Comments can be single line or multiline. Single line comments begin whenever // is seen, and all further input will be ignored by the compiler until the end of the line. Multiline comments begin with /* and end only when */ is matched.

Annotations

Annotations change how elements are interpreted and principally impact construction of the AST (Abstract Syntax Tree). The are prefixed by the @ character and can also have a supplied value which can be a string, integer, or boolean. If no value is provided they are simply considered 'set'.

Annotations can be applied inline to elements in an expression, or to a token-identifier when it is first being defined. If both are provided the inline annotation will override the token-identifier's annotation.

@token(String)

The next element will result in a token with the provided String value.

@transient

We do not always want tokens met to be included in the AST. If prefixed with @transient then the token will not be captured in the AST or stream. For example, if we do not want any newlines to be captured in our AST but we do need to capture both types of newline we could define the following rule

@transient crlf = "\r\n" | "\n"

However the match will still be included in the range of the parent node and any non-transient child nodes of the annotated node will be adopted by the parent node. If you wish to completely ignore the match and proceed with evaluation you should use the @void annotation.

You can also use the ~ as a prefix as a shortcut to this. It can be applied to either the declaration of a rule

~crlf = "\r\n" | "\n"

Or inline for an element of a rule. For example

crlf = "\r\n" | "\n"
rule = code ~crlf

@void

When a token of this type is matched scanning will continue after the match but no nodes will be created and any children of a void node will be completely discarded. The range of this match will not be applied to the range of the parent.

As with transient annotations you can use a prefix, in this case -, to simplify annotating either the rule itself

-quote = "'"

Or inline on an element of a rule's expression

quote = "'"
string = -quote stringBody -quote

@error(String)

When your defined language is being parsed, if the element annotated with this fails the match the specified error message will be available in the results. For example

url = @error("You must specify a protocol") protocol "://" 

Will generate an error explaining why matching failed.

@pin

When an optional non-transient element is not matched a node will be created regardless of whether or not the optional element was matched. It will also ensure that if this is the only non-transient child created for a node that it will be not be hoisted (normally if a node has only one child, the child is raised to the level of the parent to reduce complexity of the AST).

This can be convenient if you wish to depend on the order and structure of children for some node of your AST without needing to implement your own AST that could implement this behaviour.

▶ Information shown:
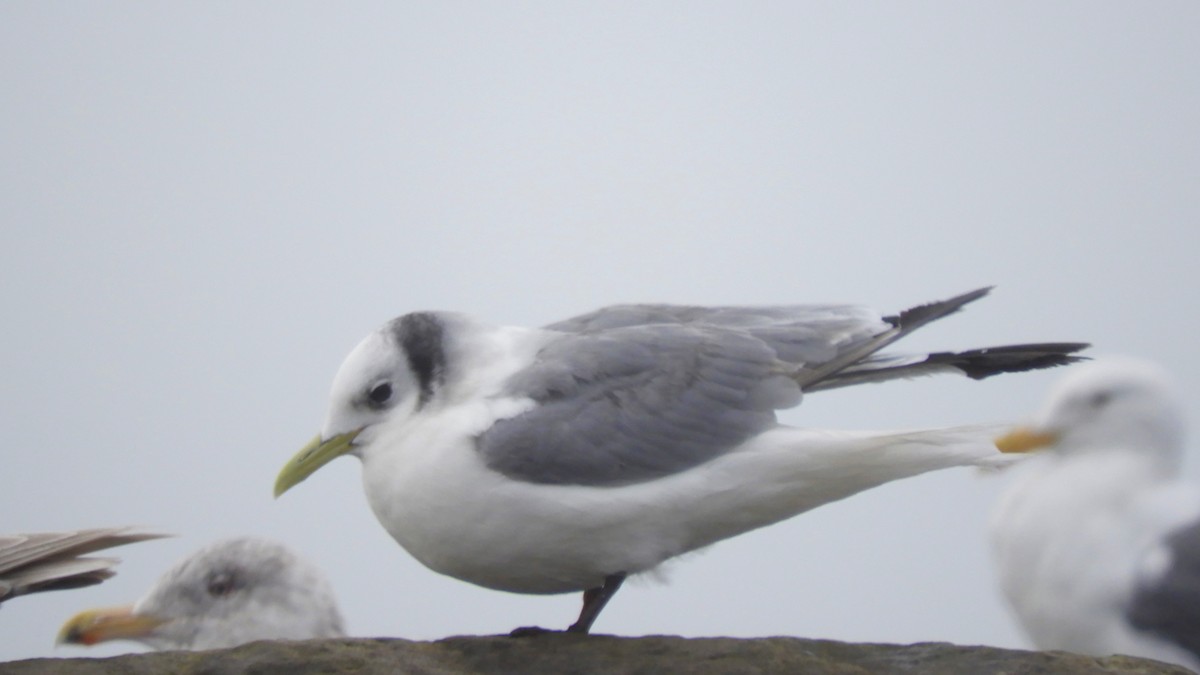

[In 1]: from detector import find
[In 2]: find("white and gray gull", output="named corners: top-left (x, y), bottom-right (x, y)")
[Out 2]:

▶ Actions to take:
• 1. Using the passage on grammar annotations, decide whether each statement agrees with it. Answer yes or no for each, and quote the words that decide it.
(a) The ~ prefix can be used as a shortcut for the @transient annotation.
(b) The range of a match for a @void token is applied to the range of the parent.
(c) When an annotation is given both inline and on the token-identifier, the token-identifier's annotation takes priority.
• 2. According to the passage on grammar annotations, what kinds of value can be supplied to an annotation?

▶ Task-by-task outputs:
• 1.
(a) Yes: "You can also use the ~ as a prefix as a shortcut to this."
(b) No: "The range of this match will not be applied to the range of the parent."
(c) No: "If both are provided the inline annotation will override the token-identifier's annotation."

• 2. A string, integer, or boolean.